» Assignment
Examine the data line by line and report how many lines include the word "below", with no additional output.

» Listed entries
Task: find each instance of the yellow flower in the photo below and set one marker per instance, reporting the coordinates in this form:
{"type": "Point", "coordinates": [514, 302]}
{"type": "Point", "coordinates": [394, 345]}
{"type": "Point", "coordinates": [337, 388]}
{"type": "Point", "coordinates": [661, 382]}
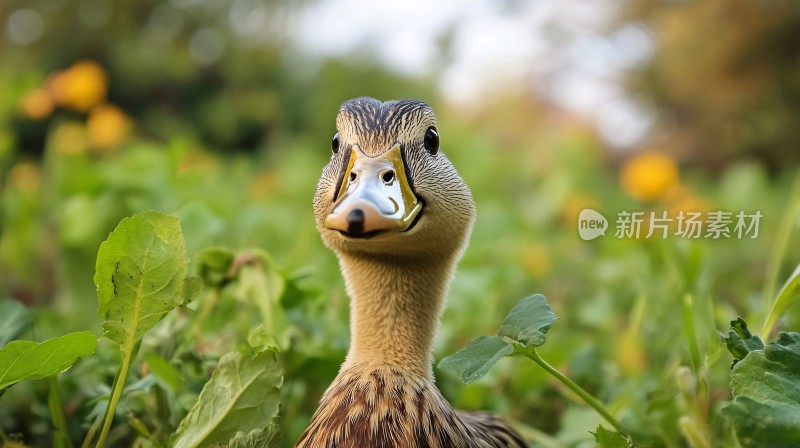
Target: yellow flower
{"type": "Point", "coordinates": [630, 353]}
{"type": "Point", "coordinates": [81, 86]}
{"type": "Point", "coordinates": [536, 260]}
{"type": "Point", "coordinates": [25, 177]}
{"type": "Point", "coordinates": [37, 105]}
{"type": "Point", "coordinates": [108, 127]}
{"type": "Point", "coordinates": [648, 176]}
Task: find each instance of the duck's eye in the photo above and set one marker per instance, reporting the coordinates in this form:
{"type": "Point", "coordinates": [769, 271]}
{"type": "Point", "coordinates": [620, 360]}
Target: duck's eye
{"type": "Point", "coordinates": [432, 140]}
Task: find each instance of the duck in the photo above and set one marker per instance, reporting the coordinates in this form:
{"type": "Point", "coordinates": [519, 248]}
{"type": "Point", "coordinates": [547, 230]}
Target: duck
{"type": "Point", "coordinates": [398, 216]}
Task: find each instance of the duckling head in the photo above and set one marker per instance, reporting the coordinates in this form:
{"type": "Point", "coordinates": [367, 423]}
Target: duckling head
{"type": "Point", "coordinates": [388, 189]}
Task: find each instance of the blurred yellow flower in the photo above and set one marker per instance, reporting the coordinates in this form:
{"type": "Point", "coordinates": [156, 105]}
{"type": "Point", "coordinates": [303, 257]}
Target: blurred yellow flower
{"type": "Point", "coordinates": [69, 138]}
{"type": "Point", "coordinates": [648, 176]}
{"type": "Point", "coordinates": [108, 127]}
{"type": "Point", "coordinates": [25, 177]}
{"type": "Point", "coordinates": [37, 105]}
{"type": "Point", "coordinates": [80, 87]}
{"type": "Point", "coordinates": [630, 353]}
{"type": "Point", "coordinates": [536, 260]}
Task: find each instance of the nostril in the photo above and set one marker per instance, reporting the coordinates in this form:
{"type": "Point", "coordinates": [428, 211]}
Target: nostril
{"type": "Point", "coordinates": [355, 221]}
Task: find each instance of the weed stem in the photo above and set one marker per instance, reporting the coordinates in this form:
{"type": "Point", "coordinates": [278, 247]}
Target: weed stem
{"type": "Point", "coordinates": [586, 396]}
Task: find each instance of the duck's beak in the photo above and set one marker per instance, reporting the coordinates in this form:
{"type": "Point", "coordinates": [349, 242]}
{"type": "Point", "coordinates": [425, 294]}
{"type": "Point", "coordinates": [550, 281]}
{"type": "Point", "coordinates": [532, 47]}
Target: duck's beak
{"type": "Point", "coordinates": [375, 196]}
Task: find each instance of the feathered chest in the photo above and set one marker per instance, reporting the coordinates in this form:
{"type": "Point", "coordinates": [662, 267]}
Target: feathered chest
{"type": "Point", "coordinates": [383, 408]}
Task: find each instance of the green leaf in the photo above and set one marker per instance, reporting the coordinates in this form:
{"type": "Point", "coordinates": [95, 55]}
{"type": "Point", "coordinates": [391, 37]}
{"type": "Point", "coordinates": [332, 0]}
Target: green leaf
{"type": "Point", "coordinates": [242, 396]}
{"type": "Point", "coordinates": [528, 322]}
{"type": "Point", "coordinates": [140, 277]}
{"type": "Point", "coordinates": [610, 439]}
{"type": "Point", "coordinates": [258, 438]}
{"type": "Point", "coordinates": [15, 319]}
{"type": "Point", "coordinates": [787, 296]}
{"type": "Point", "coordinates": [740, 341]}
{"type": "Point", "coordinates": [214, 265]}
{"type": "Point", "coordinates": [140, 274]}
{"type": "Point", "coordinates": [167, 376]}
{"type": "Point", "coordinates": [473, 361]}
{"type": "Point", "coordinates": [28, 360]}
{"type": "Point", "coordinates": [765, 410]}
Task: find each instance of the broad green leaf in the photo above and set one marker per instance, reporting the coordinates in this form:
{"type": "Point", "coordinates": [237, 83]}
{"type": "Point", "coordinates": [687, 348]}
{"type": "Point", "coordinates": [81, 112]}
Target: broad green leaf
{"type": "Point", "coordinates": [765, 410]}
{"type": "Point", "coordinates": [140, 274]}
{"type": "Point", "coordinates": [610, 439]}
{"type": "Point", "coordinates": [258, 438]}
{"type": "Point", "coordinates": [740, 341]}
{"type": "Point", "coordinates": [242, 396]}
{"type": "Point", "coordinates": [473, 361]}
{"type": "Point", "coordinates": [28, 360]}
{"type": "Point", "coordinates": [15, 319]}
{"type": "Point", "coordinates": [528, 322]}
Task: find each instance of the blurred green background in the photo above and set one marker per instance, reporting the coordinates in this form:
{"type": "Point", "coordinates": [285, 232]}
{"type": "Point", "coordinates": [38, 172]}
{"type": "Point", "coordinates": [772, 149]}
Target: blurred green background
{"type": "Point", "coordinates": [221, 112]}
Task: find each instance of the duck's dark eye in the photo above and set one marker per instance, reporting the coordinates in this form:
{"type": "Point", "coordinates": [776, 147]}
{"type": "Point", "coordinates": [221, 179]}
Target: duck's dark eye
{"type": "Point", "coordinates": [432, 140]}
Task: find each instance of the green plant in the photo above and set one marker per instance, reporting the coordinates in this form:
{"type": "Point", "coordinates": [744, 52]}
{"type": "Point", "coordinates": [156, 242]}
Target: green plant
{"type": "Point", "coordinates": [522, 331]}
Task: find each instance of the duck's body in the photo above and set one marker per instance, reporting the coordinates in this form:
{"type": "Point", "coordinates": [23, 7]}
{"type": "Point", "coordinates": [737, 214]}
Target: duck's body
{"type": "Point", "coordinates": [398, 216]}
---
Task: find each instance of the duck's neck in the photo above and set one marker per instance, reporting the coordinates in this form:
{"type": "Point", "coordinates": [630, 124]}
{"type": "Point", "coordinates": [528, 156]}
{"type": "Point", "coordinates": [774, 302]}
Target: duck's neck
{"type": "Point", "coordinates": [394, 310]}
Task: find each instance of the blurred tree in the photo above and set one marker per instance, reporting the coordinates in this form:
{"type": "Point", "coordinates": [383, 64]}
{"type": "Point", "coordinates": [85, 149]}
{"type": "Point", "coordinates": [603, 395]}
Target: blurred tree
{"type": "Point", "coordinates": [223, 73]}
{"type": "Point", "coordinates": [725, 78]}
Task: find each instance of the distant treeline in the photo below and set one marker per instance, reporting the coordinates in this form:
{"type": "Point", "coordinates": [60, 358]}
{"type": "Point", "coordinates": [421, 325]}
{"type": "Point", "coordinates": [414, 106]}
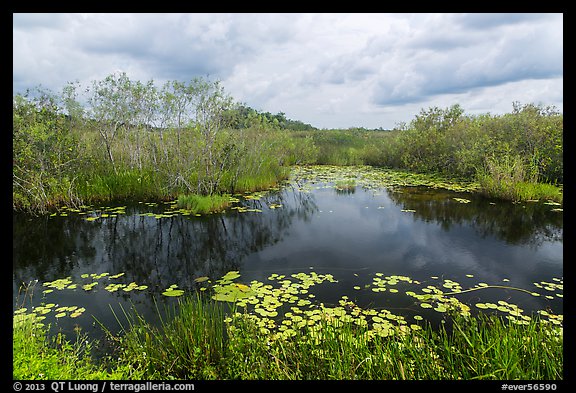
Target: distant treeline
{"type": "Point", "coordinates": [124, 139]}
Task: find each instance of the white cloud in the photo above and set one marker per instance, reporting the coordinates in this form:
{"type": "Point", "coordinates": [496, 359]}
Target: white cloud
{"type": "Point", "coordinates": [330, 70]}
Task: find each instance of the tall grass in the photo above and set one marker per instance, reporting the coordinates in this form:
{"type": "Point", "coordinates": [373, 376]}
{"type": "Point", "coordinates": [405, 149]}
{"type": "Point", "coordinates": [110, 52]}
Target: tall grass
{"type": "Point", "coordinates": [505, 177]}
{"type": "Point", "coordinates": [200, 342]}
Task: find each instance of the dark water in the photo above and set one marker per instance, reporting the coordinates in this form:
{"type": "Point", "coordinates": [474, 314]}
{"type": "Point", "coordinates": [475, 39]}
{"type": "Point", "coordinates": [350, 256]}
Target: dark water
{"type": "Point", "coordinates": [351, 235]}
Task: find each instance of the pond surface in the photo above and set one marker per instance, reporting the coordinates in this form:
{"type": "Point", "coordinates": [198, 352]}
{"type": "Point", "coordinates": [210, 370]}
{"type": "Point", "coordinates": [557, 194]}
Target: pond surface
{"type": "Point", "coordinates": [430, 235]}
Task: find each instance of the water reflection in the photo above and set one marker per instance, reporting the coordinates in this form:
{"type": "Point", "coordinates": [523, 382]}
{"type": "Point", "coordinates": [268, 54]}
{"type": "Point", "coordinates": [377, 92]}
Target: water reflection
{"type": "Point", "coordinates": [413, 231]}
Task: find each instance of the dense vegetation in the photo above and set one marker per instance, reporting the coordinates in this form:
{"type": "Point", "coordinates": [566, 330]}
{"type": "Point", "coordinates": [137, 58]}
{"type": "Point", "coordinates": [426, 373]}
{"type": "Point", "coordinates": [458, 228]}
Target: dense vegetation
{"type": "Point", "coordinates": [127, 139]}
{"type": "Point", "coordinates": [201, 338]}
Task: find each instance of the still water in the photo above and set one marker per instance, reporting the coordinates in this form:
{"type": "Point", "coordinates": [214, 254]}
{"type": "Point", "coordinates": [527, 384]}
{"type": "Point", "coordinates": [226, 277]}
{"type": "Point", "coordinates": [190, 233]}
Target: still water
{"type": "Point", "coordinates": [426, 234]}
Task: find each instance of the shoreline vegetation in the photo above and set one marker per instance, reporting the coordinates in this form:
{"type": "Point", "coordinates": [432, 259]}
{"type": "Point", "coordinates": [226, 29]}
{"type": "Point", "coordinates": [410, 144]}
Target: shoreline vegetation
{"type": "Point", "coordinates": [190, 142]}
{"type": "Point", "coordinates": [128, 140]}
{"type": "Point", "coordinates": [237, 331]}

» Exercise result
2